Digoxin may present interactions with the following:
- Azole antifungals, which inhibit the transport of digoxin via human P-glycoprotein
- Macrolide antibiotics, which inhibit P-glycoprotein, thus increasing intestinal drug absorption
- Loop diuretics
- Intravenous calcium products
Digoxin has a narrow therapeutic index. The recommended serum levels stand between 0.8 to 2 ng/mL. When measuring a digoxin serum level, it is essential to draw blood at least 6 to 8 hours after the last dose. The toxicity increases as the serum drug levels increase above 2.0 ng/mL. The prescriber needs to check levels with any recent change in medication. The kidneys excrete approximately 70% of digoxin in direct proportion to the patient's glomerular filtration rate. The physician must request regular electrocardiograms and bloodwork to assess renal function, and electrolytes require close monitoring.
Electrocardiogram changes seen with digoxin demonstrate a downsloping ST-segment depression, also known as a "reverse check" sign. The ST segments may appear "scooped" without abnormal Q waves or T wave inversions. Regular intake of digoxin results in decreased QT interval, prolongation of the PR interval, and T wave inversion or flattening. In the case of overdose, the patient should receive digoxin immune fab. This molecule binds to the digoxin, making it unable to bind to its active sites. Digoxin immune fab use requires caution because while reversing the effects of digoxin, it will reduce serum potassium levels.
Overdose of Digoxin may provoke troublesome arrhythmias or malignant hyperkalemia.
::::::
*EXERCISE GOAL*
Please reproduce the digoxin passage above in full, word for word.
::::::
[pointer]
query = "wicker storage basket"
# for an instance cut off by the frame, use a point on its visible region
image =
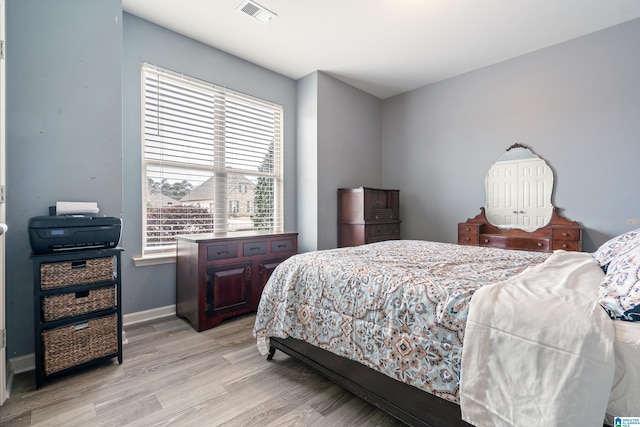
(71, 304)
(60, 274)
(76, 344)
::::::
*OUTPUT FOR THIS TASK*
Digoxin may present interactions with the following:
- Azole antifungals, which inhibit the transport of digoxin via human P-glycoprotein
- Macrolide antibiotics, which inhibit P-glycoprotein, thus increasing intestinal drug absorption
- Loop diuretics
- Intravenous calcium products
Digoxin has a narrow therapeutic index. The recommended serum levels stand between 0.8 to 2 ng/mL. When measuring a digoxin serum level, it is essential to draw blood at least 6 to 8 hours after the last dose. The toxicity increases as the serum drug levels increase above 2.0 ng/mL. The prescriber needs to check levels with any recent change in medication. The kidneys excrete approximately 70% of digoxin in direct proportion to the patient's glomerular filtration rate. The physician must request regular electrocardiograms and bloodwork to assess renal function, and electrolytes require close monitoring.
Electrocardiogram changes seen with digoxin demonstrate a downsloping ST-segment depression, also known as a "reverse check" sign. The ST segments may appear "scooped" without abnormal Q waves or T wave inversions. Regular intake of digoxin results in decreased QT interval, prolongation of the PR interval, and T wave inversion or flattening. In the case of overdose, the patient should receive digoxin immune fab. This molecule binds to the digoxin, making it unable to bind to its active sites. Digoxin immune fab use requires caution because while reversing the effects of digoxin, it will reduce serum potassium levels.
Overdose of Digoxin may provoke troublesome arrhythmias or malignant hyperkalemia.